START Excerpted text
Now that you’ve been warned, here are those three vendors you can use to get started.
Grainger offers a large variety of products for businesses, including tools, plumbing supplies and safety equipment. They also offer office and janitorial supplies. There is a very wide variety of merchandise offered, so you should be able to find something your business needs.
Signing up for a Grainger account is free and easy. Just follow the instructions online. When you do, you’ll be offered the opportunity to request a $1,000 line of credit with Grainger. You simply check that box to apply. This is considered one of the easiest vendor accounts to get.
You won’t get an answer immediately if you qualify, but if you don’t hear back within a day or two, reach out to them.
Uline also offers a wide variety of products your business may need including shipping boxes, office furniture and supplies, food service packaging and kitchen supplies, and more. Shop for supplies your business needs, then at checkout you’ll be offered the opportunity to be billed, with payment due in 30 days. (That’s referred to as net-30 terms.) Use that option so you can build a credit reference. If you check out successfully, then you’ve been approved for terms.
Pay on time or early and you’ll have another credit-building account under your belt. Like Grainger, this account is considered quite easy to get. No Social Security number is requested and your personal credit scores won’t be checked.
END Excerpted text
Continue the vendor credit text from where it stops, picking up right after its last sentence. The rows that come next are separate material and aren't part of the vendor credit text.
START Information given
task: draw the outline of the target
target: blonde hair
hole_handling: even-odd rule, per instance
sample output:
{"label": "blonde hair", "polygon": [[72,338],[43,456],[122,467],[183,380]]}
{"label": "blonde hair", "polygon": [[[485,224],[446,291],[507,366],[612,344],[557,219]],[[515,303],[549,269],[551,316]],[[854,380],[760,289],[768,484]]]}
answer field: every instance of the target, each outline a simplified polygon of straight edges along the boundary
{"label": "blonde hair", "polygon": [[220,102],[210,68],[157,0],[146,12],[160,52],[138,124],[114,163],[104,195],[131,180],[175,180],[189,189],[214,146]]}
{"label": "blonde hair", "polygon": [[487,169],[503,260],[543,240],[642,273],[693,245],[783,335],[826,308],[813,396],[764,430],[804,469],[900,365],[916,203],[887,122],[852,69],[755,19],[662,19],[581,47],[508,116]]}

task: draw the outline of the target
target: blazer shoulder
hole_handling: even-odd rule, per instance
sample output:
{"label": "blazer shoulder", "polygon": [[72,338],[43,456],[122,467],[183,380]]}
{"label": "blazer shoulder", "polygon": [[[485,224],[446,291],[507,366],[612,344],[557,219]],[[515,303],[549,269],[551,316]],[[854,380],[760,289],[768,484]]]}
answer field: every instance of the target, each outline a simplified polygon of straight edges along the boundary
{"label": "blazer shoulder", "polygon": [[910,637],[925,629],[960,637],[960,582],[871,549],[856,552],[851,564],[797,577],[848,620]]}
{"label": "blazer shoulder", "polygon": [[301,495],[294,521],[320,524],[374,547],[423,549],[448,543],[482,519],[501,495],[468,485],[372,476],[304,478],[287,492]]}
END Information given
Written response:
When you open a Quill account you will be asked to fill out a profile that describes your business. That information includes the year the business was started and the industry in which you operate. (Don’t be discouraged if your business is young; newer entrepreneurs often report success getting a Quill account.) Shopping online using a Quill account is like shopping at your local office supply store, but with a huge inventory of products.
Once you find what you want to buy, add it to your cart. Proceed toward checkout and you’ll see a notice that you can order now and pay later. If approved, you’ll get net-30 terms. According to Quill, approval can take 1-2 hours during business hours, or up to a business day if you apply outside normal business hours, Monday through Friday.
Similar to the other two vendors mentioned here, you don’t need to provide a Social Security number. Quill will verify your business address before extending terms. Again, most business owners who have properly set up their business should find it to be an easy process.
Tips for Success
There are a few important caveats in this process.
First, and this is important, you do not have to run up debt and pay interest to build business credit via vendor accounts. Most vendors allow you to purchase items and pay them off in full by the due date to avoid interest. That’s perfectly acceptable when it comes to building business credit.
**Business credit cards can also help build business credit. Check out this full list of which cards can help.
It is also worth noting that credit limits typically do not appear on these reports. Instead, the highest recent balance will be reported. So if you spend a very small amount you may not see the same impact as if you are able to make larger purchases. You don’t want to fall into the trap of buying things your business doesn’t need, but if you do need more expensive items consider getting them from companies that will report whenever possible, to get the added benefit of building credit.
Note that unlike personal credit, the names of your vendors will not appear on your business credit reports. Instead they will report as “business type” such as packaging. So keep track of which accounts you have opened and when; you may need to match that to your credit reports if you aren’t sure which account is coming from which vendor.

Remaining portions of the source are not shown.